GIVEN EXERCISE ▸
Please rewrite the data below from the line holding "Is there any dark treeline" through the line holding "[23,36,53,97]", inclusive, reproducing every line in that range and offsetting each bounding-box coordinate in the answers by 110. Leave out everything outside that range.
Start
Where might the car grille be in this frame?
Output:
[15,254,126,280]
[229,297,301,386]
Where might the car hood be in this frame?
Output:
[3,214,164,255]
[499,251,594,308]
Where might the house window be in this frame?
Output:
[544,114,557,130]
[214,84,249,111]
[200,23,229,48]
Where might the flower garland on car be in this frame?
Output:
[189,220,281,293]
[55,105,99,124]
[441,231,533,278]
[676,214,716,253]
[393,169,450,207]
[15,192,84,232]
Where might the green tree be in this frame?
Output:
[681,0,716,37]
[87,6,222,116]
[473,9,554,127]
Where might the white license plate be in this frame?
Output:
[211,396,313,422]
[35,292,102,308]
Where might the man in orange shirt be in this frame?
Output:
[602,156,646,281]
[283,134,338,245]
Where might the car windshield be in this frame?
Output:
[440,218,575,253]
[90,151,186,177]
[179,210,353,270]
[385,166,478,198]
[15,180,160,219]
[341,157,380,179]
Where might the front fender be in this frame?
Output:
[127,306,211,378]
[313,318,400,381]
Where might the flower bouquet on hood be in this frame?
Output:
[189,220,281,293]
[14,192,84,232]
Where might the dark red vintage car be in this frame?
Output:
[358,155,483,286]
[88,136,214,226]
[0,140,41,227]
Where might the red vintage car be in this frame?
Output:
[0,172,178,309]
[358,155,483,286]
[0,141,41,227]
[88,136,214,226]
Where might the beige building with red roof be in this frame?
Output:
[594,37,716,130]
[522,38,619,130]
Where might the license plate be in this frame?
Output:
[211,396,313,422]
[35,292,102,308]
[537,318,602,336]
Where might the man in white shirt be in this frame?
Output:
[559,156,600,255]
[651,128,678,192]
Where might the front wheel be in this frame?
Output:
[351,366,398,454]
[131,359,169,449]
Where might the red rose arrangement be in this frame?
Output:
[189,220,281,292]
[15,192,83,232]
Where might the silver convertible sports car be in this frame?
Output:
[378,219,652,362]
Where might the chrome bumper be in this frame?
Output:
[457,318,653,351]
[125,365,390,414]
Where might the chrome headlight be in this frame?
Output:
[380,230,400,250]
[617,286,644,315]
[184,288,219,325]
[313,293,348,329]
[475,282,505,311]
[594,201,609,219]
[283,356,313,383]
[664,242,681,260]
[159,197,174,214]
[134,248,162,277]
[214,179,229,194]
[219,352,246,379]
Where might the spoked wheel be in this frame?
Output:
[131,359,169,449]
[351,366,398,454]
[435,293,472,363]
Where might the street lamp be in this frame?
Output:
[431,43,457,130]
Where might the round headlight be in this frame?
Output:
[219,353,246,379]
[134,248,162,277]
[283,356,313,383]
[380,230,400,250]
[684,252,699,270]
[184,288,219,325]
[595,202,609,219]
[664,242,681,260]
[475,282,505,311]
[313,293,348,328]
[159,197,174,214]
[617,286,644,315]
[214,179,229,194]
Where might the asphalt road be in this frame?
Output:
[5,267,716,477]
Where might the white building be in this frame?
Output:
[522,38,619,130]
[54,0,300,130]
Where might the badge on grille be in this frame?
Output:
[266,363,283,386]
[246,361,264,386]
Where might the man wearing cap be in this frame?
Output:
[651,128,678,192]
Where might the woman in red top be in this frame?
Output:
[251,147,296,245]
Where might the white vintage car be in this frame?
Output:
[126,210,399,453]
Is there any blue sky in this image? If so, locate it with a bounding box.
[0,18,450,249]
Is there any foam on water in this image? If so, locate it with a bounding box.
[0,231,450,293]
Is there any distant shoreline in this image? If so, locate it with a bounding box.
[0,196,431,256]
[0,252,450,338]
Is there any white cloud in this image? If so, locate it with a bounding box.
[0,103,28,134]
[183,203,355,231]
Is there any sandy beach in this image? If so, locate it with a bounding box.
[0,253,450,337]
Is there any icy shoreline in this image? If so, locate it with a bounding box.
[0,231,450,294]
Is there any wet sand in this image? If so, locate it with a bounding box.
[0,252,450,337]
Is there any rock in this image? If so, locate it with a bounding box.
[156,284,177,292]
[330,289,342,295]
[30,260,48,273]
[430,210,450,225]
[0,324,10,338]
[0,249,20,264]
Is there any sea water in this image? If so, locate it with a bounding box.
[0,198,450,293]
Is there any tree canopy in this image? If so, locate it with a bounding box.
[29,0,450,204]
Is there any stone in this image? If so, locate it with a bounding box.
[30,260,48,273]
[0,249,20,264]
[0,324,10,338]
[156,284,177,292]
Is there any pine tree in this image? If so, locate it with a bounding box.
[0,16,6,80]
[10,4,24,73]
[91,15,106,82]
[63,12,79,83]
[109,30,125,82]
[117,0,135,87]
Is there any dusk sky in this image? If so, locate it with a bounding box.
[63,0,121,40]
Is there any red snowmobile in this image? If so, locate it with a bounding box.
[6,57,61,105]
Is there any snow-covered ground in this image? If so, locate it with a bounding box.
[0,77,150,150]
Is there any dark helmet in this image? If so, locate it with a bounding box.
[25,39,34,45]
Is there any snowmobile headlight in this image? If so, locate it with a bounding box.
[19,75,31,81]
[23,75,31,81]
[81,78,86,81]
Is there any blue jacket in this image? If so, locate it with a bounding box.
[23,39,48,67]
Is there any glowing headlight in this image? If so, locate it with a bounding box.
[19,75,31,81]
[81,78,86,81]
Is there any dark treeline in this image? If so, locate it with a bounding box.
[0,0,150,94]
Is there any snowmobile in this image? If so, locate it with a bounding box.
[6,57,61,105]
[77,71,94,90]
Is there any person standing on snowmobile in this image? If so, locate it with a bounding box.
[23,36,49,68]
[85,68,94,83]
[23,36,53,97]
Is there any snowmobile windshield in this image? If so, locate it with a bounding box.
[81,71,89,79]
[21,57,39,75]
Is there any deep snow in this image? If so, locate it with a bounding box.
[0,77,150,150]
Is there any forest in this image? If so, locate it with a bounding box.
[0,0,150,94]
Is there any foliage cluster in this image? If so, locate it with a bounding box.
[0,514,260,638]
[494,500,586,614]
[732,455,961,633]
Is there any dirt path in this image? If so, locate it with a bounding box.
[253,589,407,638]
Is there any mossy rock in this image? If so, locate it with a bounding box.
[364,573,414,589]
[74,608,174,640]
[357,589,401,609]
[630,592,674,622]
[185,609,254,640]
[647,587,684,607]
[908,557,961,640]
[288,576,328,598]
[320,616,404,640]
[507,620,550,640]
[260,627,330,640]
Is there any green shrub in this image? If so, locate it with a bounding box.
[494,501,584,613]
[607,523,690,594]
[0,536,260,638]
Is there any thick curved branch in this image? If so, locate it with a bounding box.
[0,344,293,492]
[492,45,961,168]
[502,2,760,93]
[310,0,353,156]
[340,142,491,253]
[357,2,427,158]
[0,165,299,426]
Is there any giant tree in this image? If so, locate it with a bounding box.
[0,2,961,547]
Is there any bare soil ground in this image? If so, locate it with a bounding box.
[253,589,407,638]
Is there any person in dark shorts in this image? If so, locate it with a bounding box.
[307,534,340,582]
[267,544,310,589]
End
ANSWER IN FULL ▸
Is there any dark treeline in this image? If so, locate it with a bounding box.
[110,110,260,204]
Is there any snowmobile in this image? If so, locate it with a bounding box.
[116,167,171,215]
[187,181,204,200]
Is there any person standing on snowmobile in this image? If so, locate it with a bounding box.
[133,146,159,178]
[195,178,204,193]
[133,146,163,207]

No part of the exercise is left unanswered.